→ **BRONFRAGMENT**:
Het wetsvoorstel draagt bij aan de slagkracht van de casusoverleggen door te zorgen voor meer overzichtelijkheid en duidelijkheid over wat wel en wat niet mag, en welke waarborgen concreet vereist zijn. Hierdoor is minder tijd en capaciteit benodigd om uit te zoeken wat juridisch is toegestaan en welke waarborgen vereist zijn en het daarover eens te worden. Tevens maakt het wetsvoorstel een einde aan de bestaande versnippering, onvolledigheid en grote complexiteit in de gegevensuitwisseling in de casusoverleggen die nu bestaat doordat sectorale wetgeving onvoldoende rekening houdt met de integrale werkwijze van de casusoverleggen.

Met de leden van de VVD-fractie ben ik van mening dat (juridische) kennis en capaciteit van groot belang zijn om de juiste afwegingen te maken. Daarom bevatten het wetsvoorstel en het ontwerpbesluit diverse verplichtingen ter zake. Artikel 17 van het ontwerpbesluit bevat nadere waarborgen inzake de opleiding en training ten aanzien van gegevensverwerking. Het wetsvoorstel voorziet in aanvullende waarborgen met betrekking tot de uitvoeringspraktijk, zoals de inrichting van de rechtmatigheidsadviescommissie, waarvan de leden aan bepaalde kwaliteitseisen dienen te voldoen (zie artikel 14 van het ontwerpbesluit) en de betrouwbaarheidsvereisten voor personen in verband met toegang tot systemen (artikel 12 van het ontwerpbesluit). In de verplichte privacy audits en in de wettelijk verplichte evaluatie van dit wetsvoorstel zal ook de kwaliteit van de uitvoeringspraktijk bij de gegevensverwerking worden onderzocht.

Het voorgaande laat onverlet dat de casusoverleggen reeds veel benodigde kennis en expertise hebben opgebouwd. Ook verzorgt het Rijksopleidingsinstituut tegengaan Radicalisering (ROR) een uitgebreid trainingsaanbod voor professionals die de preventie en aanpak van radicalisering, extremisme en terrorisme als primaire taak hebben.20 Door het ROR zijn de afgelopen paar jaar honderden lokale professionals getraind, gefinancierd met de Versterkingsgelden vanuit de NCTV. Dat is een jaarlijkse financiële steun voor de lokale integrale aanpak van radicalisering, extremisme en terrorisme.21 Verder is gewerkt aan het updaten van de handreiking Aanpak van radicalisering en Terrorismebestrijding op lokaal niveau uit 2014. Deze herijking is samen met gemeenten uitgevoerd en sinds september 2024 is de vernieuwde handreiking beschikbaar op de website van de NCTV.22 Hierin staat dit wetsvoorstel centraal. Op lokaal niveau wordt bovendien doorlopend geïnvesteerd in de opleiding van medewerkers om radicalisering beter te herkennen. Zij worden ondersteund door onder meer de Expertise-unit Sociale Stabiliteit van het ministerie van Sociale Zaken en Werkgelegenheid.

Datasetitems
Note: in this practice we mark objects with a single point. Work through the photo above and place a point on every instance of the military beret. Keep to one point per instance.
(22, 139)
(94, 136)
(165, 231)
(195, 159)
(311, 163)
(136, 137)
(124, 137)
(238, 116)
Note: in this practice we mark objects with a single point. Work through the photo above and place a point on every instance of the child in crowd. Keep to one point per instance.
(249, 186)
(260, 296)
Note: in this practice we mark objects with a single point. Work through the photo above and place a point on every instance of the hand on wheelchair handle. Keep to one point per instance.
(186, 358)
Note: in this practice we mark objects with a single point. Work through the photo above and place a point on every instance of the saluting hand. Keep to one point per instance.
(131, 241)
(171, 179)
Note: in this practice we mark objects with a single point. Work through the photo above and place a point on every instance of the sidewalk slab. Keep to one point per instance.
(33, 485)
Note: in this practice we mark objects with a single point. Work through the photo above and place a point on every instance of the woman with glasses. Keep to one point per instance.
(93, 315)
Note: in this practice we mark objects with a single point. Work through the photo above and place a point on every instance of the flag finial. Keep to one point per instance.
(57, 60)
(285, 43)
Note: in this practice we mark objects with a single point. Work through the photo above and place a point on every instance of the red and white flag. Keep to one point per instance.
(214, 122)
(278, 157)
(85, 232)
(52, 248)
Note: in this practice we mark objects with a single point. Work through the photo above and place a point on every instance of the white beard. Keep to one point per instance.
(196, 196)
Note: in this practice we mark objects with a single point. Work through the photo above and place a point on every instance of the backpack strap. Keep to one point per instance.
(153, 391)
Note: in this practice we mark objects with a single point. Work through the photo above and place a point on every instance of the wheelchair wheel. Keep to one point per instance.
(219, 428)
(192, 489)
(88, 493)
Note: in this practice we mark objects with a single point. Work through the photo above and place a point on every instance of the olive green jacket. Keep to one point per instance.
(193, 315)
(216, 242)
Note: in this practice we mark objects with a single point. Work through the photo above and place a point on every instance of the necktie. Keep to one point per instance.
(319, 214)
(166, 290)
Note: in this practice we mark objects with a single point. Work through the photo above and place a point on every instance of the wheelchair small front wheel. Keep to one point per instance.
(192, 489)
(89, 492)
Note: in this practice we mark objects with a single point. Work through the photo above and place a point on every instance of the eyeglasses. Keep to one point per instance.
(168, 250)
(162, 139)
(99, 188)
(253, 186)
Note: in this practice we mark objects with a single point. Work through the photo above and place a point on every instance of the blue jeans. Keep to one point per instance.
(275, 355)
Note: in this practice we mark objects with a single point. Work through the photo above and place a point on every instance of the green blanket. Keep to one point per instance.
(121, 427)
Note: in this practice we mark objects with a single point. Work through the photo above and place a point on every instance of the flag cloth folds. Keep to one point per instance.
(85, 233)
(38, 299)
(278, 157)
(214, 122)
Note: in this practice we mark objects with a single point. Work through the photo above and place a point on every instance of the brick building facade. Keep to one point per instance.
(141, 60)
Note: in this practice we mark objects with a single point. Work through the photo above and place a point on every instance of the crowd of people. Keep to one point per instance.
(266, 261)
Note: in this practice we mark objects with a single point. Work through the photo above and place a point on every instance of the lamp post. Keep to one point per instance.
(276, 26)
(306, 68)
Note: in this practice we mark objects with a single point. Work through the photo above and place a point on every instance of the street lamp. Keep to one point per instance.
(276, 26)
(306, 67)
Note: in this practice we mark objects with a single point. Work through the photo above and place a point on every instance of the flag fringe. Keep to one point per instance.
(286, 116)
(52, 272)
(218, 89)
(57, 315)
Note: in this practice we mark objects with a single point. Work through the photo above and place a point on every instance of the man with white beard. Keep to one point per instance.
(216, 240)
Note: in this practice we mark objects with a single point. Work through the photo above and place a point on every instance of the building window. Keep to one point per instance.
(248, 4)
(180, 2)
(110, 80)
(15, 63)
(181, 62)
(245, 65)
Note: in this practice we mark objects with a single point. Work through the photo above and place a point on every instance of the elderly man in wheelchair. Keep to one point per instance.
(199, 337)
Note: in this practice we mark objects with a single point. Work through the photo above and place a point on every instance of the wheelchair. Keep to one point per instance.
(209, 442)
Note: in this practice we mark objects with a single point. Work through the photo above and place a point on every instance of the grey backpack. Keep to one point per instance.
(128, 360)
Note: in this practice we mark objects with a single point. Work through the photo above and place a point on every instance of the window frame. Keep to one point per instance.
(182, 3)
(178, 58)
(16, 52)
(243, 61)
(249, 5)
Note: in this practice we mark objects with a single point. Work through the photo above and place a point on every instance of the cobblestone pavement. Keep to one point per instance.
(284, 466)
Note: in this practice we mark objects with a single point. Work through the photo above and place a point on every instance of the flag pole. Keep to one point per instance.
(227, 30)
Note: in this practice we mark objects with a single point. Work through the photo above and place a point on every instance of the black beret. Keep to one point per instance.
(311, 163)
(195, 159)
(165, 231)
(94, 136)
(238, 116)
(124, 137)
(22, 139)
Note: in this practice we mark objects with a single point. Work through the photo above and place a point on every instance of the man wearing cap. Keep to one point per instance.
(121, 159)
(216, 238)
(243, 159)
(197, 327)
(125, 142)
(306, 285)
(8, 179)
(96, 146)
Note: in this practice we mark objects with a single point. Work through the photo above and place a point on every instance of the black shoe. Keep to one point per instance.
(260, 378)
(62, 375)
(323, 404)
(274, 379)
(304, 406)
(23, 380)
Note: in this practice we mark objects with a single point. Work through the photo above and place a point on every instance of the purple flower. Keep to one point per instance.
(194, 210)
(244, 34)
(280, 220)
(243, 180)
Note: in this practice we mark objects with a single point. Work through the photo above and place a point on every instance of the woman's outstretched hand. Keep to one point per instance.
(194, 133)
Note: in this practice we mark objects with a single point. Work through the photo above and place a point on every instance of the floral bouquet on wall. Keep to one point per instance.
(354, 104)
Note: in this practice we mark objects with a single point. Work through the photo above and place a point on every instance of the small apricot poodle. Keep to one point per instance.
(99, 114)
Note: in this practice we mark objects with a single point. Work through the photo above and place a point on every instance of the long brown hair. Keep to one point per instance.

→ **OPDRACHTEN**:
a) Geef voor elk van de volgende beweringen aan of die overeenkomt met het bronfragment over het wetsvoorstel voor de casusoverleggen. Antwoord telkens met ja of nee, gevolgd door de doorslaggevende woorden uit dat bronfragment, letterlijk geciteerd: (i) Artikel 17 van het ontwerpbesluit bevat waarborgen voor opleiding en training bij gegevensverwerking. (ii) De vernieuwde handreiking staat sinds september 2023 op de website van de NCTV. (iii) De herijking van de handreiking is zonder gemeenten uitgevoerd.
b) Schrijf het bronfragment over het wetsvoorstel voor de casusoverleggen verder, te beginnen na de laatste zin.

→ **ANTWOORDEN**:
a)
(i) Ja: "Artikel 17 van het ontwerpbesluit bevat nadere waarborgen inzake de opleiding en training ten aanzien van gegevensverwerking."
(ii) Nee: "sinds september 2024 is de vernieuwde handreiking beschikbaar op de website van de NCTV."
(iii) Nee: "Deze herijking is samen met gemeenten uitgevoerd"

b)
Daarnaast kan een casusoverleg ondersteuning vragen van een Zorg- en Veiligheidshuis en de procesregisseurs, die getraind zijn in privacyvraagstukken en het begeleiden van partners daarbij.

Vraag 17 (gegevensverzameling burgemeester)

De leden van de fractie van de VVD vragen of de regering kan aangeven of de burgemeester die in het wetsvoorstel een regierol wordt toebedeeld, over voldoende eigen bestuursrechtelijke bevoegdheden beschikt om - al dan niet online - signalen te verzamelen teneinde te kunnen bepalen of een persoon in aanmerking komt om te worden besproken in het casusoverleg. Als die vraag bevestigend wordt beantwoord vragen zij welke bevoegdheden dit dan zijn. Voor het geval de vraag ontkennend wordt beantwoord informeren zij welke bevoegdheden ontbreken. Kan artikel 172 Gemeentewet op grond waarvan de burgemeester de taak heeft om de openbare orde te bewaren daartoe volgens de regering dienen, zo vragen genoemde leden.

In de weegploeg zijn naast de burgemeester van de gemeente van verblijf ook de politie en het openbaar ministerie vertegenwoordigd. Zij beslissen gezamenlijk over doorverwijzing naar het casusoverleg. In de praktijk zullen de meeste signalen van (mogelijke) radicalisering bij de politie en het openbaar ministerie binnenkomen.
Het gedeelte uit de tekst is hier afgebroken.